STUDY MATERIAL:
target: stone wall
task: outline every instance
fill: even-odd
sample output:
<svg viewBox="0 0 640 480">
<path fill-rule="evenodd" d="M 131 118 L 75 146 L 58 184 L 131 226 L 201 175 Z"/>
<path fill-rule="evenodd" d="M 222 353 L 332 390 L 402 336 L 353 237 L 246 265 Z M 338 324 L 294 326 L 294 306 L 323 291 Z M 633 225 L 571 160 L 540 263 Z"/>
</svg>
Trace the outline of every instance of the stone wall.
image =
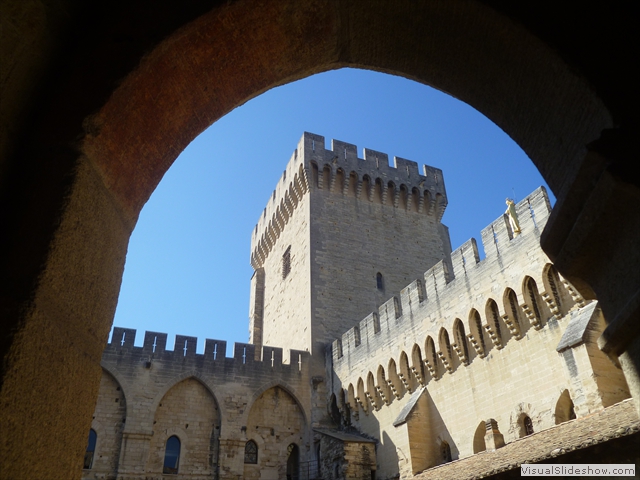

WHAT YOU WILL DO:
With the pictures left out, copy exactly the lines from the line holding "131 118 L 75" through the final line of the records, including both.

PROBLEM SOLUTION:
<path fill-rule="evenodd" d="M 131 118 L 75 146 L 58 184 L 131 226 L 201 175 Z"/>
<path fill-rule="evenodd" d="M 222 353 L 332 390 L 402 336 L 353 237 L 246 265 Z M 338 324 L 294 326 L 294 306 L 323 291 Z M 633 225 L 571 160 L 540 263 Z"/>
</svg>
Trace the outline of every instance of the stone wall.
image =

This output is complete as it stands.